_Exercise brief:_
Extend the passage on China's role in global trade and globalization, picking up right after its final sentence.

Start of Text segment

China is a big deal: it singlehandedly accounts for more than 18%  of the world’s GDP (gross domestic product). Across the world’s 10 biggest economies it is the top trading partner for eight and a top five partner for the remaining two. It has the world’s largest trade surplus at $676 billion, which is roughly equivalent to the GDP of Poland. And it is the leading import market for six out of 10 of the world’s largest economies (Figure 1). Within the emerging Asian economies, China is the largest export market for these nations, highlighting its importance regionally as well.

In recent decades China has been a major driver of globalisation. According to traditional economics, the enhanced trade associated with globalisation should allow all participating countries to benefit from lower cost goods and services. These lower costs have been deflationary – for example cheap textiles and electronics – and have helped foster the low inflationary environment seen since the start of the century.

Figure 1: China biggest trading partner

Figure 1 - China biggest trading partners

Source: Bloomberg, ECTR Trade Flow function, data covers year-end 2021. Highlighted countries indicate the six out of 10 of the world’s largest economies for whom China is the biggest import market.

Figure 2 shows the European Union’s net import and export balance for the most traded goods between it and China in 2021. In total the EU ran a $249 billion trade deficit, with only Germany, Ireland and Finland running a surplus. Automotives, the healthcare sector and aircraft trade were substantial net exporters, with the likes of Airbus and Europe’s automotive sector the benefices. Turning to net imports, Europe is clearly reliant on China for electronics, particularly telecommunications equipment, as well as textiles, plastics and base metals

 

Gathering storm clouds

This reliance on China for basic materials and lower-end manufacturing emphasises the impact of globalisation within trade. However, US Federal Reserve Chairman Jerome Powell said recently “there is a real possibility that globalisation will go into reverse1. His comment alludes to recent events that have caused countries to question the reliability of their overseas supply chains and think about creating domestic supply chains instead. Such events include competition for Covid-19 vaccines, and the breakdown of the once heralded just-in-time supply chains and subsequent bottlenecks.

End of Text segment
Start of Available data

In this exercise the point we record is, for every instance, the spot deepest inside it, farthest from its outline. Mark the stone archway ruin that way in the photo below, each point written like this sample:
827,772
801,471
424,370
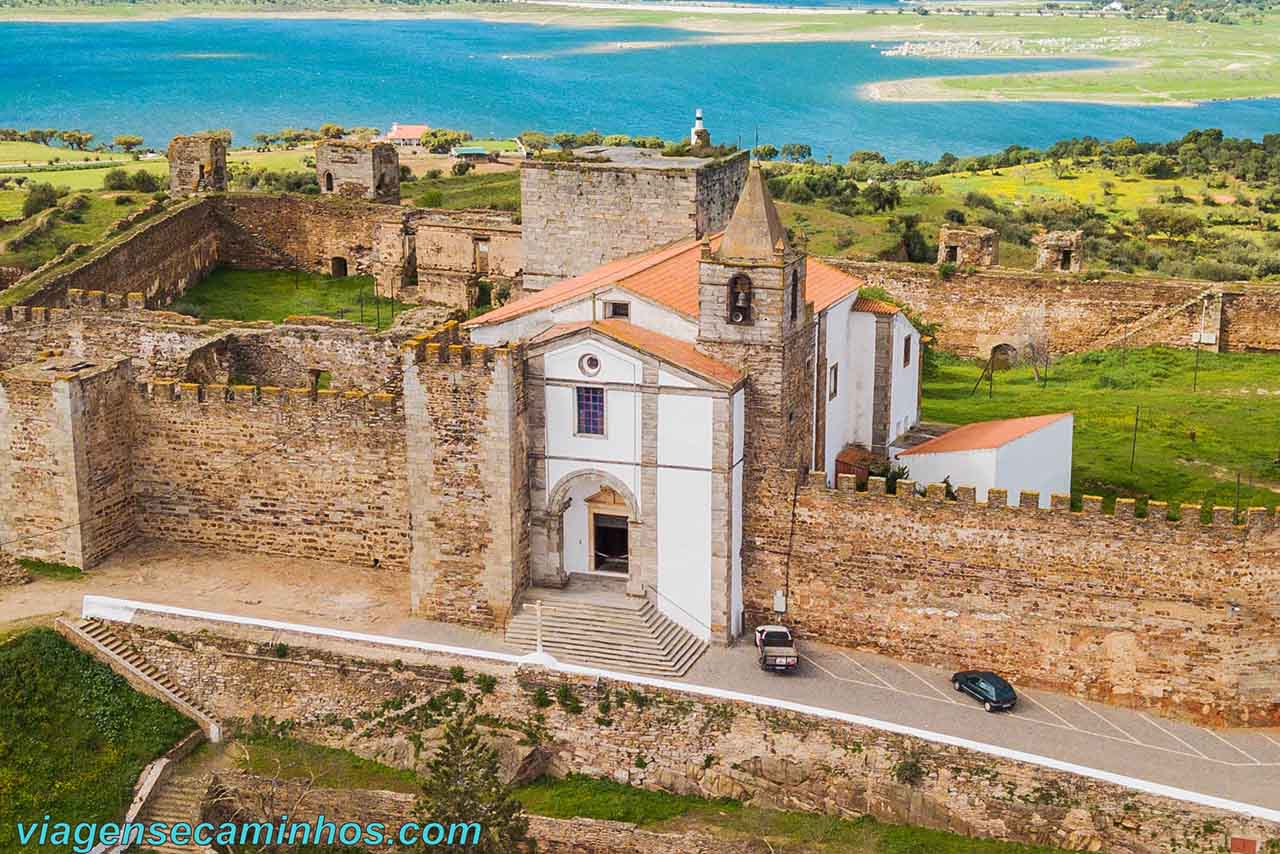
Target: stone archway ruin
588,483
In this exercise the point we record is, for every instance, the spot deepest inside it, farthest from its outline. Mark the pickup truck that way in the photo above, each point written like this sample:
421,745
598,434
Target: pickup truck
776,648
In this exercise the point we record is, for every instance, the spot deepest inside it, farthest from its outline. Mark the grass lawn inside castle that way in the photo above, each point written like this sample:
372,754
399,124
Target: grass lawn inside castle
1191,444
275,295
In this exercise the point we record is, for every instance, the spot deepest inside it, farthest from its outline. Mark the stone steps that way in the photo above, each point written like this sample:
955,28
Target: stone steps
110,645
179,800
630,635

End of Available data

_Task result:_
Figure 2: the EU’s net import and export balance with China, 2021 (€ billions)

Figure 2 the EU’s net import and export balance with China, 2021 (€ billions)

Source: Eurostat, 24 February 2022. Note: the data above denotes the net import and export balance for the EU with China for the top 20 most traded goods between the two (€ billions) in descending order. Underlying data from Eurostat

Furthermore, Russia’s invasion of Ukraine sparked an exodus of companies leaving Russia on principle, gas supplies became weaponised and we saw the emergence of global food security issues. In China, there were extended Covid-19 lockdowns which restricted industrial activity, as well as accusations of anti-competitive practices and human rights concerns around the treatment of the Uyghur Muslim population. Considering the magnitude of all these challenges, domestic supply is seen as increasingly attractive for countries. As an example of this phenomenon, Apple has begun shifting production to Vietnam and India from China, especially following its recent issues with Chinese supplier Foxconn2.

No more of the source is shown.